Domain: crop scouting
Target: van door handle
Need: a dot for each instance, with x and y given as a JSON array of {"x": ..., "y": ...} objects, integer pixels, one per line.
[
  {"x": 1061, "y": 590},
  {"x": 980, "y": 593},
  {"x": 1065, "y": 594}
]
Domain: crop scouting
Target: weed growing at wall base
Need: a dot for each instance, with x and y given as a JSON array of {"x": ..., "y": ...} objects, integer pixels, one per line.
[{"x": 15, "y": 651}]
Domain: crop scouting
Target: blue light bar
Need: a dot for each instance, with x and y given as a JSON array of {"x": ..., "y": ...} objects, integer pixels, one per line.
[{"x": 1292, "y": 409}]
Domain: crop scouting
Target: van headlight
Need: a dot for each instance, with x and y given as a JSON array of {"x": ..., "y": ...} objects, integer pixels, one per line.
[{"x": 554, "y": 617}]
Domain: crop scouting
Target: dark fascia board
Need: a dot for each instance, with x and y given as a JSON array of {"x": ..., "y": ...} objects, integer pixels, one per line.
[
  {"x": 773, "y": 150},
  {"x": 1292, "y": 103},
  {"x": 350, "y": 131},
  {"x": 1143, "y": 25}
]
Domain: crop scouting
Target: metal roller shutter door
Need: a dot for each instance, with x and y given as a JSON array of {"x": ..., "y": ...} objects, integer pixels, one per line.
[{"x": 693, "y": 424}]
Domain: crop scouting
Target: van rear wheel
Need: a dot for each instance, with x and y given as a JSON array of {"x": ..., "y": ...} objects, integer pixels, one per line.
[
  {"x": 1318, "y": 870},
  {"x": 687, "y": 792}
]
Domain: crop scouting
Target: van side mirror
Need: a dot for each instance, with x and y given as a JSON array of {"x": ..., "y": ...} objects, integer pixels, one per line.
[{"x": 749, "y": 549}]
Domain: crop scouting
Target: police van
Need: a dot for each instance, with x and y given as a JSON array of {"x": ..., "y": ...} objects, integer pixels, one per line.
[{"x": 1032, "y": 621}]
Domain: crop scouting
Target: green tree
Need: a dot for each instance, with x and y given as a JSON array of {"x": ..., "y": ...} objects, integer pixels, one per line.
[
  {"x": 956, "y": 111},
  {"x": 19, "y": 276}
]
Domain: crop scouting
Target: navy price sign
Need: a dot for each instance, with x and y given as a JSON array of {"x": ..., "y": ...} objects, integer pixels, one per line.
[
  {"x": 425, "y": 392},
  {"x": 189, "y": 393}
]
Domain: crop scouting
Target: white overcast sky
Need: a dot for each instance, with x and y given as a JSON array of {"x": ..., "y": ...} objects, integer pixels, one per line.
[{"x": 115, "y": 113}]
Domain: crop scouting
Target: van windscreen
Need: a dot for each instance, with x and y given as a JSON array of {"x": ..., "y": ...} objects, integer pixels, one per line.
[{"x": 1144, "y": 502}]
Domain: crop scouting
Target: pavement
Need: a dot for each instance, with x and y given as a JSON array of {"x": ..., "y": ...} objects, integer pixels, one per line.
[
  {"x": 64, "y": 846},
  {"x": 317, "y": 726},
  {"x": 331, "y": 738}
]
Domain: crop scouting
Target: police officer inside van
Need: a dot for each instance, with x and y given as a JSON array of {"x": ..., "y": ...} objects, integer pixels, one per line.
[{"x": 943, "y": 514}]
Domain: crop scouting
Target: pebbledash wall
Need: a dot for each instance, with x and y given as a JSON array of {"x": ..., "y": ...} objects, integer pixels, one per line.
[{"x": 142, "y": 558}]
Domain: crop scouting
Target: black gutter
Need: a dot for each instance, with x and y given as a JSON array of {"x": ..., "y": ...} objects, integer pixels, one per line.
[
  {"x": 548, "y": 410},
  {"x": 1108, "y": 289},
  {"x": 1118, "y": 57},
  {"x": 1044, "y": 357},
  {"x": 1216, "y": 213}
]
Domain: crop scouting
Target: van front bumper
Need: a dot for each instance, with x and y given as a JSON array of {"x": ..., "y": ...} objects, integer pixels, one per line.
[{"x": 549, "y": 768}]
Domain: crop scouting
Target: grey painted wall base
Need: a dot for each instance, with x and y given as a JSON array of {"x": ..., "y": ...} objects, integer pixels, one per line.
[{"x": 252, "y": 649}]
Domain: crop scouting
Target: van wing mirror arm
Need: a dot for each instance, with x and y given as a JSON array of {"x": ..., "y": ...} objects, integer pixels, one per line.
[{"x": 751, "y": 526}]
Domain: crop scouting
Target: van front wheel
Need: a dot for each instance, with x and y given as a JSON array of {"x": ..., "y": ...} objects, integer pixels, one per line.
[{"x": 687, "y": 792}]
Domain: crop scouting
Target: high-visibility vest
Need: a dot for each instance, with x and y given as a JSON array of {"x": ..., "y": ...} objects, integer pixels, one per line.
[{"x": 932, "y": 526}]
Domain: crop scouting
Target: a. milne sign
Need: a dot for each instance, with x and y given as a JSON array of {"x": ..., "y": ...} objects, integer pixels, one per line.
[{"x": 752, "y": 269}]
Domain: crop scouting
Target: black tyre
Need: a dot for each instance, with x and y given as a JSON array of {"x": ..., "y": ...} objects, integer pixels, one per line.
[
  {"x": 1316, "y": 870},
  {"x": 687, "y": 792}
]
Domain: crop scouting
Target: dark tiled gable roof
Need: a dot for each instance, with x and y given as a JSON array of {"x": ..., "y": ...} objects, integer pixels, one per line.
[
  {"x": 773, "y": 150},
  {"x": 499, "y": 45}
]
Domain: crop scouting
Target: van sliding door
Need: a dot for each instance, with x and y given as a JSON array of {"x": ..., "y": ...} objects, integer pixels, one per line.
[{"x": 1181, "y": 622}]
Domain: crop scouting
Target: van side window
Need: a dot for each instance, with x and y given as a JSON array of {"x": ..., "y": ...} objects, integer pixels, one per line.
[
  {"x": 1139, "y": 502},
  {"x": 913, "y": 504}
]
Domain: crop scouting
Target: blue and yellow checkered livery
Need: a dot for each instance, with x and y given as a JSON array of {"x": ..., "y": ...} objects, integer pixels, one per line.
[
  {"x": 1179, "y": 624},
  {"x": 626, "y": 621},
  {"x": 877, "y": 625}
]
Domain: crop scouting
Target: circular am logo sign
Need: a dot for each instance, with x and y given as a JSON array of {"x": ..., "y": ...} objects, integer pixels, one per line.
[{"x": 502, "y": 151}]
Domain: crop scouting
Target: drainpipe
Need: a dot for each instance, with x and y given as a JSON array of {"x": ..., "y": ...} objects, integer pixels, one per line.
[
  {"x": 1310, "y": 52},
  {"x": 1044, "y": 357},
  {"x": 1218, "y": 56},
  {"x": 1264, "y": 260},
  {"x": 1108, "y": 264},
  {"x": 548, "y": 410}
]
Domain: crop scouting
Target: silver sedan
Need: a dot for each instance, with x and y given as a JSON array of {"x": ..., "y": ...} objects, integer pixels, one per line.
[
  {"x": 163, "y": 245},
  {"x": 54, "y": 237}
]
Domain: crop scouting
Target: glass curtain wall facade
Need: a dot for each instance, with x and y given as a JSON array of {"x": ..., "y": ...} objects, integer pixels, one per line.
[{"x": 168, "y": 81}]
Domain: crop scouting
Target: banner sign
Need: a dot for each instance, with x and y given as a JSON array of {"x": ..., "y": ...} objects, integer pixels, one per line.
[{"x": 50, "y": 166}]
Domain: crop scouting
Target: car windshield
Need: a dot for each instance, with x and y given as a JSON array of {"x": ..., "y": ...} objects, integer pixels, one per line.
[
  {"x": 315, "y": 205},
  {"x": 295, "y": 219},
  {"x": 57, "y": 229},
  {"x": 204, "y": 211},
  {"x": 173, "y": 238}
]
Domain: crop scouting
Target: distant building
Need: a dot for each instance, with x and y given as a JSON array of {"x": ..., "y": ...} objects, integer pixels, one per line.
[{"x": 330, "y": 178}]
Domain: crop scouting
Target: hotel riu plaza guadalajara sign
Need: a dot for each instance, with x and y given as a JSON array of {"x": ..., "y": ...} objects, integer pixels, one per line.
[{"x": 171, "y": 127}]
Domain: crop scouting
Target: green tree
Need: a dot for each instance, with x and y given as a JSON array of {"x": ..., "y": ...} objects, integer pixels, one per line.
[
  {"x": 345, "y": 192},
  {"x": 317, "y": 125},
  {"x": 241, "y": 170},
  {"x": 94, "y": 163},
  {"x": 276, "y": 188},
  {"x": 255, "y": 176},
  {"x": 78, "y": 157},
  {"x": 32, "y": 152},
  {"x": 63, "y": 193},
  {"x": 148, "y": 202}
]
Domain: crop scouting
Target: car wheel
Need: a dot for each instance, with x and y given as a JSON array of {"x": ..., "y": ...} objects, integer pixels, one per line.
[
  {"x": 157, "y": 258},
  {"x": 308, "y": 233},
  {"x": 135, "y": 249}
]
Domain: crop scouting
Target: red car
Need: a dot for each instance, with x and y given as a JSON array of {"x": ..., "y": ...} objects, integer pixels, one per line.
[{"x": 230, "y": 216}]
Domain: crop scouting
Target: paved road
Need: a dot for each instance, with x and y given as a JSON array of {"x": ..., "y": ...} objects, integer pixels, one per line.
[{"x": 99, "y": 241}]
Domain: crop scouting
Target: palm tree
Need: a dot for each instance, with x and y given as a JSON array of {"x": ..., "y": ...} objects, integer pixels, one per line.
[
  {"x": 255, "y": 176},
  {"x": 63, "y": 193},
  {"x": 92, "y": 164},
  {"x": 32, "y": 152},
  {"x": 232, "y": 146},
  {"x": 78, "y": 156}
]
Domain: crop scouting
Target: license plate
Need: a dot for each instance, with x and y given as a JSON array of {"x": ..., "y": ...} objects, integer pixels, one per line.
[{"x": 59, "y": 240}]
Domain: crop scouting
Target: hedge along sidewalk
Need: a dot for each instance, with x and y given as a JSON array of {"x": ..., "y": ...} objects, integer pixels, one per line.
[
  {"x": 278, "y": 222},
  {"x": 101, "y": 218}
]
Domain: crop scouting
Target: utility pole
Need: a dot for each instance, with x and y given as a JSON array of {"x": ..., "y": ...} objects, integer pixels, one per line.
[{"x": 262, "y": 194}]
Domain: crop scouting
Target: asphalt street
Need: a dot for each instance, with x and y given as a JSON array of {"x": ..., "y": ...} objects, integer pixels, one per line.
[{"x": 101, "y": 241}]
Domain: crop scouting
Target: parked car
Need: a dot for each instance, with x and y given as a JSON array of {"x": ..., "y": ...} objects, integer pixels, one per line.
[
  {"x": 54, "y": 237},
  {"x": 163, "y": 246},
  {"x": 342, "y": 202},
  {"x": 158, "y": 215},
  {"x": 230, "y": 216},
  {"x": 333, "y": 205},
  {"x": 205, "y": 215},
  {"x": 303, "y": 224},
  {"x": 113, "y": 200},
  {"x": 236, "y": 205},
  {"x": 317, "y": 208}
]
————————
● **WHAT TO PRODUCE**:
The answer is to be one number: the count of lines in the entries containing the string "base".

● **WRITTEN REPLY**:
2